• **Textabschnitt**:
Diese Wahl wird das Land noch tiefer spalten

Noch ist die Wahl in den USA nicht entschieden und doch kann hier ein erstes Fazit gezogen werden. Die Hälfte der US-Wähler*innen hat sich für einen Autokraten entschieden, der auf demokratische Spielregeln pfeift. Bislang galt die Wahl Trumps im November 2016 als peinlicher Ausrutscher. Eine unheilige Allianz hatte sich damals zusammengefunden. Eine Wahlallianz aus sozial und wirtschaftlich Abgehängten im „Rust Belt“ und religiösen Rechten aus dem „Bible Belt“ sowie den Südstaaten hatte dem zwielichtigen Immobilienhai ins Amt verholfen. Auch weil das demokratische Establishment den„erbärmlichen Haufen“ (O-Ton Hillary Clinton) unterschätzt bzw ignoriert hatte. Trump als Betriebsunfall. So das Narrativ.

Eine unheimliche Wahlallianz

Nun aber wird deutlich: Der autoritäre Profilneurotiker, der die Nazischlägerbanden der „Proud Boys“ aufforderte, „sich bereit zu halten“, der die Verschwörungs-Freaks der „Q-Anon“-Bewegung („Sie mögen mich sehr“) hofiert, der antisemitische Klischees bedient, gegen Einwanderer hetzt, aber die Antifa aber als Terrorgruppe einstufen will, dieser Trump, für den keine Lüge zu dreist, kein Ressentiment zu schäbig ist, hat die Hälfte der Wähler*innen überzeugt, ihr Kreuzchen bei ihm zu machen.

Die einen sehen in ihm ein Werkzeug Gottes, um die USA in einen fundamentalistisch-christlichen Staat zu verwandeln. Diese evangelikalen Taliban gehören zu seinen treuesten Anhänger*innen. Abtreibungsgegner*innen, Waffennarren und Einwanderungsgegner*innen stimmten für ihn ebenso wie jene, die seine Steuersenkungen und seine als erfolgreich wahrgenommene Wirtschaftspolitik schätzen. Trump hat laut Exit Polls in den verschiedensten Gruppen Stimmen hinzugewonnen, so etwa bei Schwarzen, Latinos und weißen Frauen. Ein Teil dieser Wähler*innen stellt den eigenen Wohlstand über demokratische Werte, die Trump ja offensichtlich und bewusst mit den Füßen tritt. Er steht auf Kriegsfuß mit den demokratischen Institutionen. Demokratische Spielregeln gelten nicht, wo Trump Big Points landen will.

[Datensätze, einer Sammlung entnommen]

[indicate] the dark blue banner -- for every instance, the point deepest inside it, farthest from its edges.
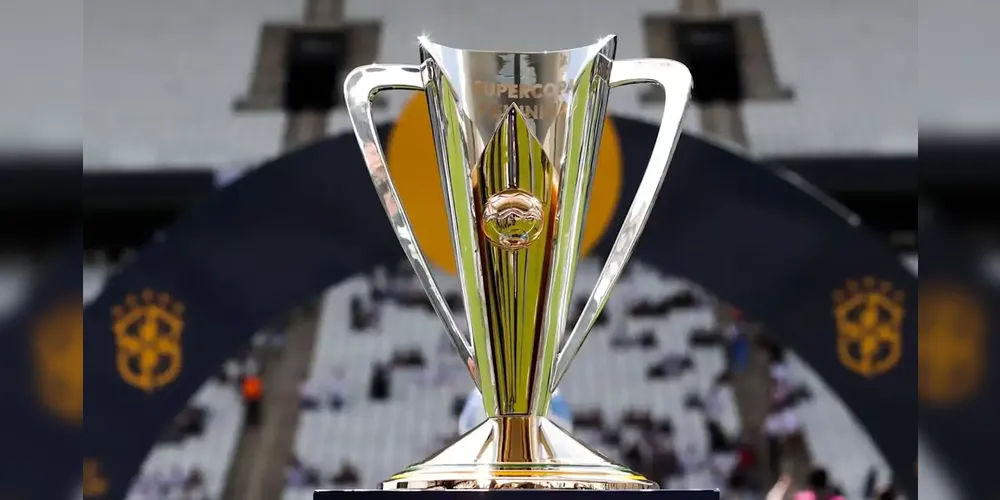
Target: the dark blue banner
(829, 289)
(41, 368)
(959, 352)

• **Ihre Aufgaben**:
1. Bei welchen Gruppen hat Trump laut Exit Polls Stimmen hinzugewonnen, wie es im Textabschnitt über die US-Wahl heißt?
2. Fassen Sie den Textabschnitt über die US-Wahl in zwei Sätzen zusammen.
3. Führen Sie den Textabschnitt über die US-Wahl im Anschluss an seinen letzten Satz fort.

• **Lösungen nach Nummer**:
1. Bei Schwarzen, Latinos und weißen Frauen.

2. Die Hälfte der US-Wählerinnen und -Wähler hat sich für Trump entschieden, einen Autokraten, dessen Wahl im November 2016 bislang als peinlicher Ausrutscher galt. Zu seinen Unterstützern zählen evangelikale Christen, Abtreibungsgegner, Waffennarren, Einwanderungsgegner und Anhänger seiner Steuersenkungen und Wirtschaftspolitik, obwohl er demokratische Spielregeln missachtet.

3.
Die Hälfte wählte einen Autokraten

Er macht aus seiner Verachtung für das System keinen Hehl. Das macht ihn in den Augen vieler zum Helden. Wobei hier angemerkt werden muss, dass das politische System der USA seinen schlechten Ruf nicht zu Unrecht hat. Und ja, amerikanische Medien verbreiteten und verbreiteten immer mal wieder „Fake News“. Wenn es etwa darum ging, die diversen Kriegsabenteuer zu rechtfertigen oder zu glorifizieren (Embedded Journalism, Saddam hat die Bombe). Das Misstrauen vieler US-Bürger kommt also nicht von ungefähr. Während Trump den Medien vorwirft zu lügen, ist er aber selbst der Meister der Lügen. Wer sonst schafft es, in nur 60 Minuten insgesamt 71 zu lügen? (Sein bisheriger Rekord) Das alles ist seinen Wähler*innen offenbar egal. Sie schätzen ihn als einen, der durchgreift, das marode System bekämpft, sich nicht um Regeln schert. Kurz: Sie schätzen seinen autokratischen Habitus. Sie wählten einen Anti-Demokraten. Schon jetzt zeichnet sich ab, dass diese Wahl das Land noch tiefer spalten wird.